- Lavoro da svolgere:
1. Elenchi tutte le persone menzionate per nome nel brano sul progetto Dukagjin.
2. Secondo il brano sul progetto Dukagjin, dopo quanti anni i cristiani rividero un sacerdote nel giubileo del 2000?
3. Prosegua il brano sul progetto Dukagjin a partire dall'ultima frase riportata.

Progetto Dukagjin Estate 2014
E’ già passato un mese dal mio rientro
dalla missione a Dukagjin, nelle montagne a Nord dell’Albania, al confine tra
Kosovo e Montenegro.
Quando torni riprendi a fatica tutte le
attività e senza che te ne accorgi i mesi volano.
Albania, Terra di Missione per noi
francescani.
Già dal lontano 2002 Umberto Virgadaula, responsabile ora
come allora del Ce.Mi.Ofs, andò per la prima volta con Padre Bonaventura su
quei monti e progettarono insieme a
Leopoldo, fra Enrico e Ilaria delle attività con la gente del posto.
Un impegno di prima
evangelizzazione d'altri tempi. Con i cristiani che nel giubileo del 2000
rividero dopo 50 anni un sacerdote scappati lassù dal regime comunista. Due celebrazioni
l'anno tra cui a Natale e nonostante la difficoltà della neve alta la gente
accorreva entusiasta dai vari villaggi.
Questi popoli non hanno la possibilità di essere
seguiti assiduamente da un prete, un parroco.

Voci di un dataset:
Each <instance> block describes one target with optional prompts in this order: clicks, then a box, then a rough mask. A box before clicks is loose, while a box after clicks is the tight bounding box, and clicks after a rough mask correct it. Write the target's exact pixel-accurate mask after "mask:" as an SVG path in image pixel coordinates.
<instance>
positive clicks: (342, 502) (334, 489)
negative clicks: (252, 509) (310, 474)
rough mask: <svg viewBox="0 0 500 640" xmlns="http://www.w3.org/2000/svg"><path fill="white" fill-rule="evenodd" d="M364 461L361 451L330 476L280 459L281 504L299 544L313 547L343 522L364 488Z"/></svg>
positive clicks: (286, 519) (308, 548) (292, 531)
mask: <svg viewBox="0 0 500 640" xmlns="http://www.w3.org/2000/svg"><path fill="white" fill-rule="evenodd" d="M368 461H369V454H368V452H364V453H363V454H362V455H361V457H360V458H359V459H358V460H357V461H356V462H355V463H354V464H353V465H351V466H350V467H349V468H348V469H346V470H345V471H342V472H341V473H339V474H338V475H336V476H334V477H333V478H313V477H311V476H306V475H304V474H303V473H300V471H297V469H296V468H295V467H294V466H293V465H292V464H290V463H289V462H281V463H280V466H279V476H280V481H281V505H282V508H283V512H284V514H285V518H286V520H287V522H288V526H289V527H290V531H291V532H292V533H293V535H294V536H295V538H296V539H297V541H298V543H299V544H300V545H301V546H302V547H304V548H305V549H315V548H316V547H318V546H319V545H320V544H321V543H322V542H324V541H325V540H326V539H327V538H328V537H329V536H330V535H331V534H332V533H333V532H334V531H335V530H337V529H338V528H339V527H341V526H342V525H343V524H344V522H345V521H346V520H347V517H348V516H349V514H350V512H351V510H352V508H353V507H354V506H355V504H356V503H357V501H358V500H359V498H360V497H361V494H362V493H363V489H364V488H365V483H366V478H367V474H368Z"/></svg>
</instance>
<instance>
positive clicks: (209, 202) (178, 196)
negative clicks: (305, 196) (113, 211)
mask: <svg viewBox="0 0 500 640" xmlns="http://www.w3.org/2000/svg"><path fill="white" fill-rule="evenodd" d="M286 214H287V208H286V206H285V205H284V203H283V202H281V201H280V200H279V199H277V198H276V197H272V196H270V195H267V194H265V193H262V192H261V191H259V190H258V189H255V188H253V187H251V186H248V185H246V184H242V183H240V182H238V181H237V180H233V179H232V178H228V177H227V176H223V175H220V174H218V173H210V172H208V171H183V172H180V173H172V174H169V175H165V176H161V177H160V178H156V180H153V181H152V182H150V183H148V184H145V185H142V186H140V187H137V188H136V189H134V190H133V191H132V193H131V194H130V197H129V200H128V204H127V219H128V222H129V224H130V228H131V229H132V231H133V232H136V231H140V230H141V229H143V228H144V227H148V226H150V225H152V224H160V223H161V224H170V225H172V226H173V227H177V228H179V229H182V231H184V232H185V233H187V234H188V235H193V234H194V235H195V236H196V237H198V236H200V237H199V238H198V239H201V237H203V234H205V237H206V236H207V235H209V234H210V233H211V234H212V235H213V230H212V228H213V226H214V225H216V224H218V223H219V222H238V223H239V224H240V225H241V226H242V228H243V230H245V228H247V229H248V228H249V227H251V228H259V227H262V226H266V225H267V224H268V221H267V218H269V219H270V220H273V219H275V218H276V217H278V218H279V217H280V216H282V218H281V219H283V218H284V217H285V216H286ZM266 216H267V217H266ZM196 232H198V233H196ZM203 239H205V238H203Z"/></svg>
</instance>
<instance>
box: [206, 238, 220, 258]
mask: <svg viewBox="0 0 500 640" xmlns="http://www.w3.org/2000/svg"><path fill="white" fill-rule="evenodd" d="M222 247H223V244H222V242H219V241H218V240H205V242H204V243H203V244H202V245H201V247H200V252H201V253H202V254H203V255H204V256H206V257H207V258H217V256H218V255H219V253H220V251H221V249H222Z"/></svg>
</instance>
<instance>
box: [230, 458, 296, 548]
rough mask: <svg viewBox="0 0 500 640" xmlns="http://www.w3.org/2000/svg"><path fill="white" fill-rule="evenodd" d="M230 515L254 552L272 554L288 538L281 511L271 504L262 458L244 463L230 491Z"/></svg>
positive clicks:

- Risposte per attività:
1. Umberto Virgadaula, Padre Bonaventura, Leopoldo, fra Enrico, Ilaria

2. Dopo 50 anni.

3.
Nel 2007 il vescovo di Scutari chiese a Padre Antonio
Imperato, frate cappuccino di Alessano (Le), che era in Albania in una delle
missioni che i francescani hanno nel territorio di Scutari, di seguire queste
comunità montane. Padre Antonio si mise al servizio di questa causa, raggiunse
la chiesa del villaggio di Breg Lumi e con tanto sacrificio e spirito
d’adattamento riuscì a guadagnarsi la fiducia della comunità. Durante il primo
anno della sua permanenza mise su un oratorio “rudimentale”.
Importante era dar modo ai ragazzi del posto di
incontrarsi e socializzare non avendo altro modo e tempo per farlo. I ragazzi
ancora oggi sono dediti ad aiutare le famiglie nei vari lavori.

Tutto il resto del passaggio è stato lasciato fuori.